- Source excerpt:
* BEGIN *

Add a dev and a user guide (#120)

* Add a dev and a user guide

* Changes
This commit is contained in:
mniip 2021-09-07 22:33:51 +03:00 committed by GitHub
parent e71cbde9c1
commit a1ea91fc50
No known key found for this signature in database
GPG Key ID: 4AEE18F83AFDEB23
2 changed files with 200 additions and 0 deletions

149
docs/Development_guide.md Normal file
View File

@ -0,0 +1,149 @@
CompaREST
=========
The tool works by simultaneously looking at a pair of nodes in OpenAPI schema
trees. At every place we try to understand whether one side (the producer) can
produce something that the other side (the consumer) cannot consume. This often
involves recursively running the same check on child sub-nodes. The necessary
criteria are implemented manually for all types of nodes that appear in the
schema. The `Subtree` class in `Data.OpenApi.Compare.Subtree` designates types
of nodes for which this compatibility checking is defined. The implementations
for various types reside in `Data.OpenApi.Compare.Validate.*`.
Producer/Consumer
-----------------
Rather than looking at which schema is the server's and which is the client's,
in terms of compatibility checking it is more useful to track which side is the
"producer" and which is the "consumer". At the root of the schema the producer
is the client, but as we descend into an HTTP response, the direction flips and
the producer becomes the server.
We deal with a lot of things in pairs, where one thing belongs to the producer
and another belongs to the consumer. The `ProdCons` datatype (in
`Data.OpenApi.Compare.Subtree`) is just a pair type that provides an Applicative
abstraction for working with two things simultaneously.
Trees
-----
We directly use the datatypes defined in the `openapi3` library. For reasons of
identifiability and memoization we tag all nodes in the trees with a path from
the root. The tree is heterogeneous (nodes have different types), and every type
of node has a different arrangement of children. There is a `Step` data family
that defines all the possible children (of a specific type) of a node (of a
specific type).
A `Trace` is a sequence of steps, except in a path the types of adjacent steps
have to agree. The `Paths` datatype achieves this. Together all paths form a
`Category`, and we often concatenate them using `>>>`. This is defined in
`Data.OpenApi.Compare.Paths`.
We often keep a node and a path to it next to each other using an environment
comonad. `Traced` is a type alias around `Env` which ensures that the type of
the path matches the type of the node.
Issues
------
The output of the tool is a list of compatibility issues that came up during
checking. The `Issue` data family describes the kinds of issues that can occur
at each type of node. An issue is supposed to characterize a set of interactions
(requests or responses) that demonstrate that the schemas are incompatible.

* END *

- Supplied information:
* BEGIN *

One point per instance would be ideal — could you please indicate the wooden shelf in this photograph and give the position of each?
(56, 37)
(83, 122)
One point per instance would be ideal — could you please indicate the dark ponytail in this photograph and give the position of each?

* END *

- Work required: Which section headings appear under the CompaREST title in the development guide?

- Task output:
Producer/Consumer
Trees
Issues